** Opening Data shown block **

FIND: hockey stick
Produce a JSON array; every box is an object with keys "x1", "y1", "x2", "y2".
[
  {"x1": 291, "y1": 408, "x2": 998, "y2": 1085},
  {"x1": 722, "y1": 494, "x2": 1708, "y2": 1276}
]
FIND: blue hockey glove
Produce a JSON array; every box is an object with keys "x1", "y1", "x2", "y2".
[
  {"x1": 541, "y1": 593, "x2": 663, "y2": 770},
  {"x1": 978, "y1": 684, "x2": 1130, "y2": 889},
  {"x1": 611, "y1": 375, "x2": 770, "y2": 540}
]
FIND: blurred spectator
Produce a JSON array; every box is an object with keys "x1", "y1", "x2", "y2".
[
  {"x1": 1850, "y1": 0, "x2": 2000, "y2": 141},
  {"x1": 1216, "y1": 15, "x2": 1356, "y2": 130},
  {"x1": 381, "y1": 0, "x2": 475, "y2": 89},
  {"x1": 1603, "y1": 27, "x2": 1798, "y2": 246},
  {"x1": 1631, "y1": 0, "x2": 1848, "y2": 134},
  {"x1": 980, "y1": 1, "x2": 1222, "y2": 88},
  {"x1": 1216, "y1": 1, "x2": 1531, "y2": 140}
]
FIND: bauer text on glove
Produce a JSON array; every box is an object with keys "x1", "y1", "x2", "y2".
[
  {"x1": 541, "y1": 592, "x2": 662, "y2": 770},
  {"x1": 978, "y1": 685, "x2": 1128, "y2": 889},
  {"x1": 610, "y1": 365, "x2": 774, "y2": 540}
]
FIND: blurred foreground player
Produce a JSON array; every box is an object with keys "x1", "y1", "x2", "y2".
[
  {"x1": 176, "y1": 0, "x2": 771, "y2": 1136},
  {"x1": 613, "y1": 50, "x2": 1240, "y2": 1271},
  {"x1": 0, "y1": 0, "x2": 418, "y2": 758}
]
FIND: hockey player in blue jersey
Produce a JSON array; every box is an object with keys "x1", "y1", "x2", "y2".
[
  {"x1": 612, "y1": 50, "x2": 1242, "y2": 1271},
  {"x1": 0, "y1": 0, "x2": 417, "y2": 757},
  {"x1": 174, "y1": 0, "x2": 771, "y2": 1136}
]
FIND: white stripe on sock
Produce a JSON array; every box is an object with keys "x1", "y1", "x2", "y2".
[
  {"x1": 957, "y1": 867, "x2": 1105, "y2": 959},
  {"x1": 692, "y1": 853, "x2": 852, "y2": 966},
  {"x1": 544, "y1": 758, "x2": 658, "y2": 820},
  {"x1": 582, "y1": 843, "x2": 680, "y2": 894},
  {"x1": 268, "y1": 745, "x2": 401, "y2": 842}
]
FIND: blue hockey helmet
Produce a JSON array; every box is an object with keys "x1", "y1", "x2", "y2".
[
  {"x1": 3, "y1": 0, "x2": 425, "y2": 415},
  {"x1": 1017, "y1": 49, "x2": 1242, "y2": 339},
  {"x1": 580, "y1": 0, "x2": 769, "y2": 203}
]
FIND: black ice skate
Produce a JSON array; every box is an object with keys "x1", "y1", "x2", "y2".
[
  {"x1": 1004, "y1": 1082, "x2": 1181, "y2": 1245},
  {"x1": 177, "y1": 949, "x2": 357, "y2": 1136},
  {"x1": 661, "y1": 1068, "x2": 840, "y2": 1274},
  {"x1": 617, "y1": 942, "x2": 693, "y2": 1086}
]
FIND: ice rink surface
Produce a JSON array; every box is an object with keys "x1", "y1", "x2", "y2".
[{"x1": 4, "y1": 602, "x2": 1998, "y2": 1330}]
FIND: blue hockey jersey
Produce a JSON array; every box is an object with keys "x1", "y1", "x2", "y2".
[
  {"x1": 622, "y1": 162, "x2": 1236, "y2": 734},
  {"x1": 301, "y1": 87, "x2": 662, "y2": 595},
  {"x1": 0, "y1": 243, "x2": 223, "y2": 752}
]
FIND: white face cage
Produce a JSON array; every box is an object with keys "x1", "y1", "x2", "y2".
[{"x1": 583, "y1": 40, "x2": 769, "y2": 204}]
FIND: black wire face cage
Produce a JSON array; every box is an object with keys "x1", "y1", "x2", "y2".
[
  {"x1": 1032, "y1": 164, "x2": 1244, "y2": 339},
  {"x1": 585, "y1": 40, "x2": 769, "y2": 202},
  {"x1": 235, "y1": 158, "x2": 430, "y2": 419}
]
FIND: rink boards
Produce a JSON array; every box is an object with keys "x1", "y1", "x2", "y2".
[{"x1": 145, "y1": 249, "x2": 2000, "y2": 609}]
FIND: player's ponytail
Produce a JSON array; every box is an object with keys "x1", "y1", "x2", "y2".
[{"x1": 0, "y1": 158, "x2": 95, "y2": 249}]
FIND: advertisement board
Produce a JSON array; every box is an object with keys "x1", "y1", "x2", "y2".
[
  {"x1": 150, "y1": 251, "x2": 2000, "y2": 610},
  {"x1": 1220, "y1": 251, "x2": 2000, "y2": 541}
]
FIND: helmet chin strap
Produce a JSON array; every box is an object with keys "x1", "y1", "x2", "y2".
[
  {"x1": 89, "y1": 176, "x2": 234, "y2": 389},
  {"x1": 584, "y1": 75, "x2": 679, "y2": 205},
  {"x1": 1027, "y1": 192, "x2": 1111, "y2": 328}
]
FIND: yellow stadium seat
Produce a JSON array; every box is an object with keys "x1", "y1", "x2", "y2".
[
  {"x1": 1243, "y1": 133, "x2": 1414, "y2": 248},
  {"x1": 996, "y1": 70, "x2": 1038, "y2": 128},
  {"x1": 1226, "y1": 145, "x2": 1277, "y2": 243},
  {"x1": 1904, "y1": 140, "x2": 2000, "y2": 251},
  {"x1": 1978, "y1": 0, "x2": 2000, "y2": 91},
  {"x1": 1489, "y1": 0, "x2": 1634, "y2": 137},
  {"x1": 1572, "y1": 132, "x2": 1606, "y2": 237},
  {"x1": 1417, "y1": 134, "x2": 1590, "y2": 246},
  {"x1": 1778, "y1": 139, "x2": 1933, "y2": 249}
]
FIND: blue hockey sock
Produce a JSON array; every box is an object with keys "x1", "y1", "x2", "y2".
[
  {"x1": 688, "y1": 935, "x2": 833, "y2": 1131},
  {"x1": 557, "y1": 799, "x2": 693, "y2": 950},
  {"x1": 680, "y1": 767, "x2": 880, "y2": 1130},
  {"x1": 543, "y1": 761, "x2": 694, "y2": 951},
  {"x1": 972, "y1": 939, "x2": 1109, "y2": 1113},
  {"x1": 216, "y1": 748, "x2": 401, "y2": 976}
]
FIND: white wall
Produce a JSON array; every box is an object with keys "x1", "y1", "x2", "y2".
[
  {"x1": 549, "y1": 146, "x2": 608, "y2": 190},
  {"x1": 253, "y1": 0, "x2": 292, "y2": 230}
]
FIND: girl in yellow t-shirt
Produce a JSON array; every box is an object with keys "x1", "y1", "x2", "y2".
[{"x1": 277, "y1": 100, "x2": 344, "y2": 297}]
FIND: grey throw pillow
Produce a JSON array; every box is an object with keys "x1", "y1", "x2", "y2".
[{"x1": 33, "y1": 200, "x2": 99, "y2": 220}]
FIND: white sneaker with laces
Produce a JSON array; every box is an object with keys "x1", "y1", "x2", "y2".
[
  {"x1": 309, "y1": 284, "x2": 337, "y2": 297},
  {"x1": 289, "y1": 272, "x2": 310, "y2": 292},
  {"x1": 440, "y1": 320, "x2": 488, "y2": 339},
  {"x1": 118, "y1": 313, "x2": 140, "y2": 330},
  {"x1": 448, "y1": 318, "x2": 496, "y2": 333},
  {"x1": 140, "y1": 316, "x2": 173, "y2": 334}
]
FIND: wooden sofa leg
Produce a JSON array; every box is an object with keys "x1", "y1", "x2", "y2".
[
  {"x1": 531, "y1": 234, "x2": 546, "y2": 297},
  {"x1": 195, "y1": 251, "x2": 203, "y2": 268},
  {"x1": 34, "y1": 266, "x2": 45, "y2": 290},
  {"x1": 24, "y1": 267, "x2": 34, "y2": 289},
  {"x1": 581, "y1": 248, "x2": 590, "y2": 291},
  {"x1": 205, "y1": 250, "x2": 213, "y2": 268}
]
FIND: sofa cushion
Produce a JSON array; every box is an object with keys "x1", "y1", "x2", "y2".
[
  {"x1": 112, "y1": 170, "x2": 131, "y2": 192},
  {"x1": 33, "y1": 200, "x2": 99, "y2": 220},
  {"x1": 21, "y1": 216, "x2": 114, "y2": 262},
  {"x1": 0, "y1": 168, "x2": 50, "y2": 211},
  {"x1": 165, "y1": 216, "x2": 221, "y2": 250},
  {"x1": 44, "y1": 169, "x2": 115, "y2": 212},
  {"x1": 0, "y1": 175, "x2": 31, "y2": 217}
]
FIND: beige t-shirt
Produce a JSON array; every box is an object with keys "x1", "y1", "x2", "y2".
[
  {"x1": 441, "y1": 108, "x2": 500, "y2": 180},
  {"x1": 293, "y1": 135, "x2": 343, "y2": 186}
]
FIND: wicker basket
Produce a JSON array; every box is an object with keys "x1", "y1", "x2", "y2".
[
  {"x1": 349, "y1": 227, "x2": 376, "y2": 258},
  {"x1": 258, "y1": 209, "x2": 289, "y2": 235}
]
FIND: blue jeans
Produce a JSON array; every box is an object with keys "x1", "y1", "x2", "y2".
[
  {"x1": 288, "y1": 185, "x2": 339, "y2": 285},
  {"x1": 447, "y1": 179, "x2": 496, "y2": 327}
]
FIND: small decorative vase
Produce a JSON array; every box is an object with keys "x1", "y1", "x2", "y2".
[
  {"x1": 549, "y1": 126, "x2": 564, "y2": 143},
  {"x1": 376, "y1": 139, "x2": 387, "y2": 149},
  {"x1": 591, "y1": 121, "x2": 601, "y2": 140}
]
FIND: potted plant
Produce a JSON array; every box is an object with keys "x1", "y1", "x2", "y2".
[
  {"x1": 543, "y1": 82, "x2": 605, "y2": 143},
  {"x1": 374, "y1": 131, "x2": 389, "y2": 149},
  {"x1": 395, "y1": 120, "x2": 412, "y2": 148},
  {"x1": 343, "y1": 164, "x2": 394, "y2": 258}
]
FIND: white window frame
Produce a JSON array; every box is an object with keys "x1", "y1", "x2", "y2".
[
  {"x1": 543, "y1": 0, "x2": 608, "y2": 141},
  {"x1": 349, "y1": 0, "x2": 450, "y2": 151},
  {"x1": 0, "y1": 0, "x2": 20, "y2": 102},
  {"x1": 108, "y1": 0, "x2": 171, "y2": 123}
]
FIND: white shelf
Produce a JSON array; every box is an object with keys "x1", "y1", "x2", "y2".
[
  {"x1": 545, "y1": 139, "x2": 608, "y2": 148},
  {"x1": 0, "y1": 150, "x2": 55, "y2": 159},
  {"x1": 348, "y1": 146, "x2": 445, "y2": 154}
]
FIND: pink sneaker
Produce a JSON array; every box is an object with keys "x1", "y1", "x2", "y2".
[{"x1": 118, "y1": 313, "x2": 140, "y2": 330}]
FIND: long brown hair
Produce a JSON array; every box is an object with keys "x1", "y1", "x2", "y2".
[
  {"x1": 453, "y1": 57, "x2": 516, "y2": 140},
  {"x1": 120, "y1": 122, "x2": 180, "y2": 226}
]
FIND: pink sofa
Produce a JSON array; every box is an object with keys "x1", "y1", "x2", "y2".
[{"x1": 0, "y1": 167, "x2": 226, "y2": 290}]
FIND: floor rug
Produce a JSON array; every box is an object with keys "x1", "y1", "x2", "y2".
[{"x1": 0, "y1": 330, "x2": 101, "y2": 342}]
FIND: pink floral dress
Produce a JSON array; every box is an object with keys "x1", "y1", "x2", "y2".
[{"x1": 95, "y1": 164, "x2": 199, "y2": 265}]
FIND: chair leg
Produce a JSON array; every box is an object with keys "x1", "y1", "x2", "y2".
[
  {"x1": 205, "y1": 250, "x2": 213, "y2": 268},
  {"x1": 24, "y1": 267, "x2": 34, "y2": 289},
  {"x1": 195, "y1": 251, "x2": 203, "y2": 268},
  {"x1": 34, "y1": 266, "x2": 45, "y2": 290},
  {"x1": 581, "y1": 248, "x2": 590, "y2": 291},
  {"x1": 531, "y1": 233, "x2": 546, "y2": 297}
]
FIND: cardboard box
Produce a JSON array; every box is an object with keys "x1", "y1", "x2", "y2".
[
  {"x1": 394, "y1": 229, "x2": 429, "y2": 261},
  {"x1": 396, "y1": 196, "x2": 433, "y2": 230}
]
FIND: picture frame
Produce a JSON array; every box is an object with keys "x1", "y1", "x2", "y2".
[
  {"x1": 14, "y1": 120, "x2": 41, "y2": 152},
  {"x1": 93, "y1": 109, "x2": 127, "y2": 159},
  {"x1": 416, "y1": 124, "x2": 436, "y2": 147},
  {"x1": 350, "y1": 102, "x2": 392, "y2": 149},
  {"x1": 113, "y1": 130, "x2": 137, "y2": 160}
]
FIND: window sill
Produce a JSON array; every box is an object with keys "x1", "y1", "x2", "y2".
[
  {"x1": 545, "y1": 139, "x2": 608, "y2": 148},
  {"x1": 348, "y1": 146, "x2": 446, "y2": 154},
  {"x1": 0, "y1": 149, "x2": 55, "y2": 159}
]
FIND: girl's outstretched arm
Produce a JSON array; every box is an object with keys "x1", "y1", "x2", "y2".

** Closing Data shown block **

**Problem**
Filter the records for the string "cage" and copy every line that holds it.

**Problem solution**
FIND: white face cage
FIND: black wire face cage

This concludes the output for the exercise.